**EXERCISE GOAL**. Rewrite only the stretch of the records that opens with the line containing "wall in the photo above." and closes with the line containing "pixel 122 161", both lines included, as a Markdown table with the columns n and Line. Give one row per line, numbered in order, and leave out blank lines.

[Position identification records]

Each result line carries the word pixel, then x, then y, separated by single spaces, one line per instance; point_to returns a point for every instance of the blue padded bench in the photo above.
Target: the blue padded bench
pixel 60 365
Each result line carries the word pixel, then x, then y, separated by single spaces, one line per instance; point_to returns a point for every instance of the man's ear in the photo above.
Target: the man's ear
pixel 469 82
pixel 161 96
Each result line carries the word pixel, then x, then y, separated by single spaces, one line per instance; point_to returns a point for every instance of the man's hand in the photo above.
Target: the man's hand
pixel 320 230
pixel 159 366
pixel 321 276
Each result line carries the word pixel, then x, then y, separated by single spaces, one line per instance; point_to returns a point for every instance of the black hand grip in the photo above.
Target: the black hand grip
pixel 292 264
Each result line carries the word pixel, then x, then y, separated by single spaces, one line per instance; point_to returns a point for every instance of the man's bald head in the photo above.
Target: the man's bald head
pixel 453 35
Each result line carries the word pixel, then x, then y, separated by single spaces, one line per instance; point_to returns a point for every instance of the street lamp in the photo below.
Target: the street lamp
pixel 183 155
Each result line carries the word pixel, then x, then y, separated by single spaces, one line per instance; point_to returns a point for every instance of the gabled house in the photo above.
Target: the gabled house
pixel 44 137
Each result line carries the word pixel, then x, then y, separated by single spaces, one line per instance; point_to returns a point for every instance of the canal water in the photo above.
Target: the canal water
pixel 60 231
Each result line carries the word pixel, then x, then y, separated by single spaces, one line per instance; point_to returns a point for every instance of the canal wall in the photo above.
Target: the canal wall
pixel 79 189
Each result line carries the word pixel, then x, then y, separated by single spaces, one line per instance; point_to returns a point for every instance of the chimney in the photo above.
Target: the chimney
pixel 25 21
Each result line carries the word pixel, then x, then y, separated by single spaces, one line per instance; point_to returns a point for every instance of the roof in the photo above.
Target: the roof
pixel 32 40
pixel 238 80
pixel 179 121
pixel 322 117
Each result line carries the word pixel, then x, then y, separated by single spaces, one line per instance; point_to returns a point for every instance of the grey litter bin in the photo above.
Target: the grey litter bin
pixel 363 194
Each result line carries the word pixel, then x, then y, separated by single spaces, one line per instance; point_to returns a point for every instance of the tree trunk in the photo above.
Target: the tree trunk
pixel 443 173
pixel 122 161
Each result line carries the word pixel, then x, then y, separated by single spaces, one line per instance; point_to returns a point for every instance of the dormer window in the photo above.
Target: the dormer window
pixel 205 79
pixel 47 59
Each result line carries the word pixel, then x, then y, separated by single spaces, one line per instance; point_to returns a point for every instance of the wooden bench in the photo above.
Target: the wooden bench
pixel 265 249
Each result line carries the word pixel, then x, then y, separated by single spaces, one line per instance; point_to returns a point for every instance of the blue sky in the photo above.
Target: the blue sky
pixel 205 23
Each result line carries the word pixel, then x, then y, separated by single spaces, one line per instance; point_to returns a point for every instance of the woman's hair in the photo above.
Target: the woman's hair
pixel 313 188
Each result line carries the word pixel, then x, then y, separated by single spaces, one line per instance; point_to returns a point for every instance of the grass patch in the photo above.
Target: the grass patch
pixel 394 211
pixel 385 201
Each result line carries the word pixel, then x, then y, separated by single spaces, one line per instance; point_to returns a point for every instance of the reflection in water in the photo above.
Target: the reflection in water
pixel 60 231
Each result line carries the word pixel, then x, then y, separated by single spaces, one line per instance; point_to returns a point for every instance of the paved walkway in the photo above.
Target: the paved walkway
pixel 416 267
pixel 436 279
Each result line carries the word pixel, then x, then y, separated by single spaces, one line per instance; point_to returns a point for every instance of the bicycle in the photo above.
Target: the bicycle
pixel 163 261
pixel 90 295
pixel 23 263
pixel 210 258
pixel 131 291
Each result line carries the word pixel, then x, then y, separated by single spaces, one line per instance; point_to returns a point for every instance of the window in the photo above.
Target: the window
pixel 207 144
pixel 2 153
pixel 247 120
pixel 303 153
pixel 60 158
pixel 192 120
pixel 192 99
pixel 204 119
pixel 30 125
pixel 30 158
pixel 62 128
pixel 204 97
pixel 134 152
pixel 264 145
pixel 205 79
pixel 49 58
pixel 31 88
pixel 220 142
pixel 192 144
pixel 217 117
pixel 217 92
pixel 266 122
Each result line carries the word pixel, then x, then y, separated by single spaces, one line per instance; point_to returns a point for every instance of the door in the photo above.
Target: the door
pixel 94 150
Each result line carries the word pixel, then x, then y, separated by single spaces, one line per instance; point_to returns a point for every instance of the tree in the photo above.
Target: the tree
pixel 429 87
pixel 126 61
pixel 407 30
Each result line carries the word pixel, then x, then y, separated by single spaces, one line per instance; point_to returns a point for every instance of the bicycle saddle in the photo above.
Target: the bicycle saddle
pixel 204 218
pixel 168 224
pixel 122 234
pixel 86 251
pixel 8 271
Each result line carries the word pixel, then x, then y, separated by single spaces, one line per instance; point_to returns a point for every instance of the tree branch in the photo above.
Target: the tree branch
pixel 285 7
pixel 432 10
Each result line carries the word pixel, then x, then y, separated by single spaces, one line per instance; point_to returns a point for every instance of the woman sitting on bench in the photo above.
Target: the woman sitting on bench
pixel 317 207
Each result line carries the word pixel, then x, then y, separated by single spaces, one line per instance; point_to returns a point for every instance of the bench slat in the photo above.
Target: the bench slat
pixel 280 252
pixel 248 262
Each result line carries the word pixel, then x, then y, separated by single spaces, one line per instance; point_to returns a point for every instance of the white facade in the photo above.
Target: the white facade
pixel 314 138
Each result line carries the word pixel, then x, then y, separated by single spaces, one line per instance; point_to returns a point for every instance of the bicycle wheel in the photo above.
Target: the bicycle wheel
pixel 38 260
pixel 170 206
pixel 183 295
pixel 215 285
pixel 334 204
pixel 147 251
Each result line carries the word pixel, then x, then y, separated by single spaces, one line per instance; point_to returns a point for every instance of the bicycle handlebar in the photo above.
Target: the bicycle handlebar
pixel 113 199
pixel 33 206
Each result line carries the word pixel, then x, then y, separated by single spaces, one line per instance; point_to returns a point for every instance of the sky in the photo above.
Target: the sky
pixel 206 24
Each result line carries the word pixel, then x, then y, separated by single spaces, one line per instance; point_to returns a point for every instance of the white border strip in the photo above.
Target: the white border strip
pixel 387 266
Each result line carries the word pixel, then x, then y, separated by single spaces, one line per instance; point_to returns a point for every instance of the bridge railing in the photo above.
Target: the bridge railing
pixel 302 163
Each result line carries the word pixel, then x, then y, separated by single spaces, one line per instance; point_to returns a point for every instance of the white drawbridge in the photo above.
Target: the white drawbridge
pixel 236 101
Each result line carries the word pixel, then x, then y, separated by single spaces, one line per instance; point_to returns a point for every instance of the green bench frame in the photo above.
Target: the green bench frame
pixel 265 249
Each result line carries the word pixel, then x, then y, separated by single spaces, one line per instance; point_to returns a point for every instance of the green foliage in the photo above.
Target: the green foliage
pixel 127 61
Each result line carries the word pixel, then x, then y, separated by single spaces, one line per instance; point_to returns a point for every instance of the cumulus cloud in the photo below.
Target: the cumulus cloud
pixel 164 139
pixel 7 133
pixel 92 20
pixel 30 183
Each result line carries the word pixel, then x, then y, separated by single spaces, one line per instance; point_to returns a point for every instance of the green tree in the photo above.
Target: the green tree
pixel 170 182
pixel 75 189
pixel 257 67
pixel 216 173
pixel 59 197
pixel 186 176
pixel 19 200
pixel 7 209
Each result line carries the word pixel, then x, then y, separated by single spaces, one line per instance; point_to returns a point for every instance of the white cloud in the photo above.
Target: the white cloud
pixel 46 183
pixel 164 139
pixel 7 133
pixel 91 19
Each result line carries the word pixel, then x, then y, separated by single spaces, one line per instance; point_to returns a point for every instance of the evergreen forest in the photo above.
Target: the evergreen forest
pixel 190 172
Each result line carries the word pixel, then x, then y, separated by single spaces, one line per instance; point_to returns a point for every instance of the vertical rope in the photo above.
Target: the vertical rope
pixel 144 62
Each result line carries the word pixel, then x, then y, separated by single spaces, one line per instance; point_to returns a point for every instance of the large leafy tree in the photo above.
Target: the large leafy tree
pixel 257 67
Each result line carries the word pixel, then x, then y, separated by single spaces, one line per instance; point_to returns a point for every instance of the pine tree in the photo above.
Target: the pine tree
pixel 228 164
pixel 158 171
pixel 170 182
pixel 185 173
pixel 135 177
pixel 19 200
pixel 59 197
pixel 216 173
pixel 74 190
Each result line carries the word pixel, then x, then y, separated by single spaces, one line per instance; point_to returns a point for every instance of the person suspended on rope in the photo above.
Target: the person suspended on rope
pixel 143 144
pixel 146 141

**WRITTEN ANSWER**.
| n | Line |
|---|---|
| 1 | Each result line carries the word pixel, then x, then y, separated by single spaces, one line per instance; point_to returns a point for every instance of the canal wall in the photo above. |
| 2 | Target: the canal wall |
| 3 | pixel 79 189 |
| 4 | Each result line carries the word pixel, then x, then y, separated by single spaces, one line per instance; point_to returns a point for every instance of the chimney in the photo above. |
| 5 | Target: the chimney |
| 6 | pixel 25 21 |
| 7 | Each result line carries the word pixel, then x, then y, separated by single spaces, one line per instance; point_to returns a point for every instance of the roof in the photo above. |
| 8 | Target: the roof |
| 9 | pixel 32 40 |
| 10 | pixel 238 80 |
| 11 | pixel 179 121 |
| 12 | pixel 322 117 |
| 13 | Each result line carries the word pixel, then x, then y, separated by single spaces, one line per instance; point_to returns a point for every instance of the grey litter bin in the photo above. |
| 14 | Target: the grey litter bin |
| 15 | pixel 363 194 |
| 16 | Each result line carries the word pixel, then x, then y, separated by single spaces, one line per instance; point_to returns a point for every instance of the tree trunk in the photo above. |
| 17 | Target: the tree trunk |
| 18 | pixel 443 173 |
| 19 | pixel 122 161 |